_Work instructions_
In the records below, find each line with the word "rusty" and copy it.

(Extracted data entries)
--

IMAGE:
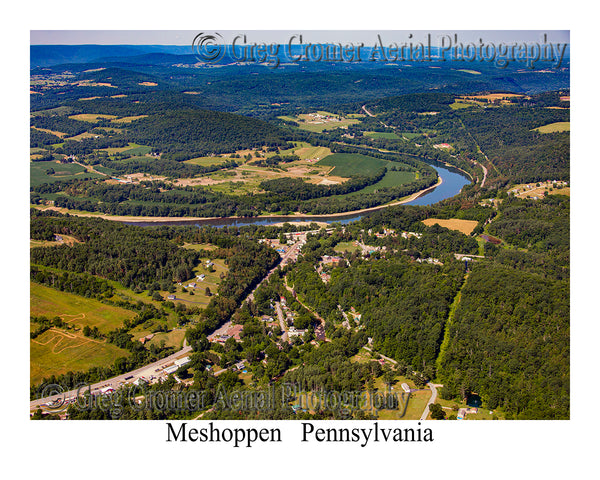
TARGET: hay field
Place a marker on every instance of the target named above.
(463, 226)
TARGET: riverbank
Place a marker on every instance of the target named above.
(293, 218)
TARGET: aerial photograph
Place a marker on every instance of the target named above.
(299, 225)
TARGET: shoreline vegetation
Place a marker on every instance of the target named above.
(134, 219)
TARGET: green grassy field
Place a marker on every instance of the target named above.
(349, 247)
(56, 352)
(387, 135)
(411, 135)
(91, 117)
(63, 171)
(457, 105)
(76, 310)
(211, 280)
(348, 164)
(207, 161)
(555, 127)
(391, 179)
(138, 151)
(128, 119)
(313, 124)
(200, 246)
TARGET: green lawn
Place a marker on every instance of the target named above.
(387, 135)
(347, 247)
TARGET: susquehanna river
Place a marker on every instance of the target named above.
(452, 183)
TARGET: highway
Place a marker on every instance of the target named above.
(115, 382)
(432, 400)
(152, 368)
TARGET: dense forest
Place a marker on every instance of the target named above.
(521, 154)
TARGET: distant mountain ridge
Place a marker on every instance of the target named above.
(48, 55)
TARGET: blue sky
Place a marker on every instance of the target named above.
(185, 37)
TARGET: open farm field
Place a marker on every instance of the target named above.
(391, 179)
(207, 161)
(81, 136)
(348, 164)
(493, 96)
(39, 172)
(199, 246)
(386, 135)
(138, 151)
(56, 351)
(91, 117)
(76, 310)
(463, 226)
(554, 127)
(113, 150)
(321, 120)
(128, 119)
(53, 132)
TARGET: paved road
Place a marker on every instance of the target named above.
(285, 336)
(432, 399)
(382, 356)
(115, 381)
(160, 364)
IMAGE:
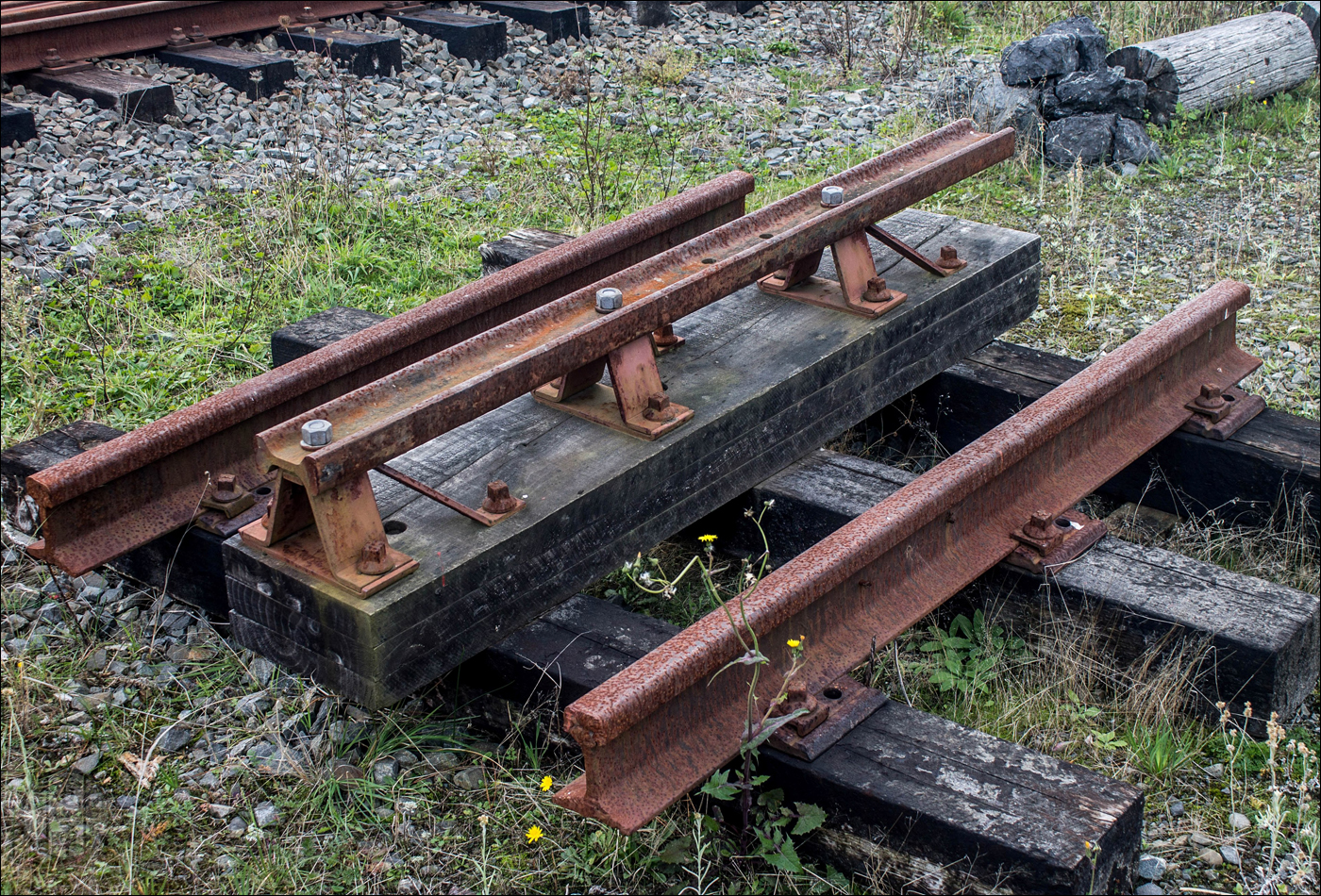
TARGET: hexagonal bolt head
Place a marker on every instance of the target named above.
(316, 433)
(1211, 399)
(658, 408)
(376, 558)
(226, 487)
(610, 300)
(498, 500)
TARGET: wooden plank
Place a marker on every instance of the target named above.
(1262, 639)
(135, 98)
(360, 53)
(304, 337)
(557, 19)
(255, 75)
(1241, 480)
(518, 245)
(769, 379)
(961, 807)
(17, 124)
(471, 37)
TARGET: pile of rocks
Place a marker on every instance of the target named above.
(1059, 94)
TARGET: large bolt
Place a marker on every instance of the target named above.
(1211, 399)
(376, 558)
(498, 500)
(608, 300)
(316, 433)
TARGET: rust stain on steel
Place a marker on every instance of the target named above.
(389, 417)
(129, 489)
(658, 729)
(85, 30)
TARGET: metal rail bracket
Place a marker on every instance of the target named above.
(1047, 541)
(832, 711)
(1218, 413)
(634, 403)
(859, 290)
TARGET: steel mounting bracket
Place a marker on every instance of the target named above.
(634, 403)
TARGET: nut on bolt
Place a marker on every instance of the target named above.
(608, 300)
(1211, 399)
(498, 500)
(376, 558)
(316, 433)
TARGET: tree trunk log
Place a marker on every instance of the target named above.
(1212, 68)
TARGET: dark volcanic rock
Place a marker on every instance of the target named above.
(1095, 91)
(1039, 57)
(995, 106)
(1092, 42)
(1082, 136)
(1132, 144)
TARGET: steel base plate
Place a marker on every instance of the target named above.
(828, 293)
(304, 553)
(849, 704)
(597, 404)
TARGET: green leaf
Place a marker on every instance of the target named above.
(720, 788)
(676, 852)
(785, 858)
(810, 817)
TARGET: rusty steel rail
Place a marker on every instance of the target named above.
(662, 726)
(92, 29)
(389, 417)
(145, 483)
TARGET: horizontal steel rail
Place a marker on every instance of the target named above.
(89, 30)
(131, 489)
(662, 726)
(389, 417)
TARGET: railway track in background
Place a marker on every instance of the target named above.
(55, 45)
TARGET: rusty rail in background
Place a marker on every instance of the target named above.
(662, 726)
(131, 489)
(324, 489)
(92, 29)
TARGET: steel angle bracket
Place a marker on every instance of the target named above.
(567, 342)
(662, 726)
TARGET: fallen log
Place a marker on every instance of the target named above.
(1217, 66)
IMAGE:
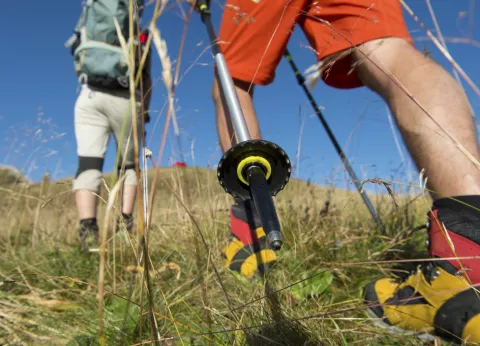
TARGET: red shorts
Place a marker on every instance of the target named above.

--

_Result for this task_
TARGET: rusty steel rail
TARGET: rusty rail in background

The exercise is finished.